Every entry should be given again exactly, with nothing dropped.

[Region pointing data]
· · · · · · ·
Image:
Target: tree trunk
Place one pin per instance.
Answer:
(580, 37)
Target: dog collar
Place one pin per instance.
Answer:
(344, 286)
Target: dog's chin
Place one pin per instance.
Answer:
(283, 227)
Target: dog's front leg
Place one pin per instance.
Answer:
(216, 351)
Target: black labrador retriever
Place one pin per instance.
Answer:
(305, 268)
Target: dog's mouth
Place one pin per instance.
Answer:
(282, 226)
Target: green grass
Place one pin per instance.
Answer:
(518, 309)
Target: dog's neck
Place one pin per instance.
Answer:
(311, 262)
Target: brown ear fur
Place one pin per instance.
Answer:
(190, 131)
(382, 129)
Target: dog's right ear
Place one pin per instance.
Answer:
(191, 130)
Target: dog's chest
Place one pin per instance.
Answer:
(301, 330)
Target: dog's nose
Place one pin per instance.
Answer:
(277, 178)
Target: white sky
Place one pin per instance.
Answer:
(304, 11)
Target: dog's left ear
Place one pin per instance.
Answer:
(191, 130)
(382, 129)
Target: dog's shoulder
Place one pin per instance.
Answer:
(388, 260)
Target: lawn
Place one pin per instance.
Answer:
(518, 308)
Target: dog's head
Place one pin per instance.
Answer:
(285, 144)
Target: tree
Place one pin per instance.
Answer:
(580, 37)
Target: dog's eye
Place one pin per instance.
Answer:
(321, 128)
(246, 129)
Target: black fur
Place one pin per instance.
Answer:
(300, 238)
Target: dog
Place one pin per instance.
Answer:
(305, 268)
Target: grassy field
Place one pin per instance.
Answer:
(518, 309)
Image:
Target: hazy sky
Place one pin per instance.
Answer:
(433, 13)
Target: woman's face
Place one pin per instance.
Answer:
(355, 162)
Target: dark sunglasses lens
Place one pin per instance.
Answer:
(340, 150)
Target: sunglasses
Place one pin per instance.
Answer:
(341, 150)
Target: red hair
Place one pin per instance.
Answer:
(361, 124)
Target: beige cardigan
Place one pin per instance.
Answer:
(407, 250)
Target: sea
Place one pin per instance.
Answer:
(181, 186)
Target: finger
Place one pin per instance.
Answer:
· · · · · · ·
RESPONSE TO THE TASK:
Image:
Target: tree trunk
Place one pin per instance.
Answer:
(580, 37)
Target: dog collar
Place one pin per instance.
Answer:
(344, 286)
Target: dog's chin
Place one pin per instance.
Answer:
(283, 227)
Target: dog's front leg
Place one pin per instance.
Answer:
(216, 351)
Target: black labrador retriever
Place one pin per instance.
Answer:
(305, 268)
Target: dog's mouth
Place one pin per instance.
Answer:
(282, 226)
Target: green grass
Place one pin per instance.
Answer:
(518, 309)
Target: dog's neck
Place one pin per instance.
Answer:
(311, 262)
Target: brown ear fur
Place one pin per instance.
Answer:
(190, 131)
(382, 129)
Target: dog's right ear
Place one pin per instance.
Answer:
(191, 130)
Target: dog's chest
Place one pin per instance.
Answer:
(301, 330)
Target: dog's nose
Place one pin per instance.
Answer:
(277, 178)
Target: white sky
Place one pin per instance.
Answer:
(304, 11)
Target: dog's left ear
Place one pin per instance.
Answer:
(191, 130)
(382, 129)
Target: dog's shoulder
Place one pin per instance.
Answer:
(388, 260)
Target: lawn
Place one pin per instance.
Answer:
(518, 308)
Target: dog's head
Place one pin per instance.
Answer:
(285, 144)
Target: tree
Place one pin per instance.
Answer:
(580, 37)
Target: dog's eye
Place one pin per instance.
Answer:
(321, 128)
(246, 129)
Target: black fur
Place one pin per instance.
Answer:
(300, 238)
Target: dog
Place one pin per instance.
Answer:
(305, 268)
Target: grassy field
Place one pin per instance.
Answer:
(518, 309)
Image:
Target: hazy sky
Place one pin per instance.
Answer:
(433, 13)
Target: woman's face
Place one pin per instance.
Answer:
(355, 162)
Target: dark sunglasses lens
Place one pin per instance.
Answer:
(340, 150)
Target: sunglasses
Place one pin per instance.
Answer:
(341, 150)
Target: red hair
Place one pin per instance.
Answer:
(361, 124)
Target: beige cardigan
Place one pin per instance.
Answer:
(407, 250)
Target: sea
Place one pin per instance.
Answer:
(181, 186)
Target: finger
Place one pin per instance.
Answer:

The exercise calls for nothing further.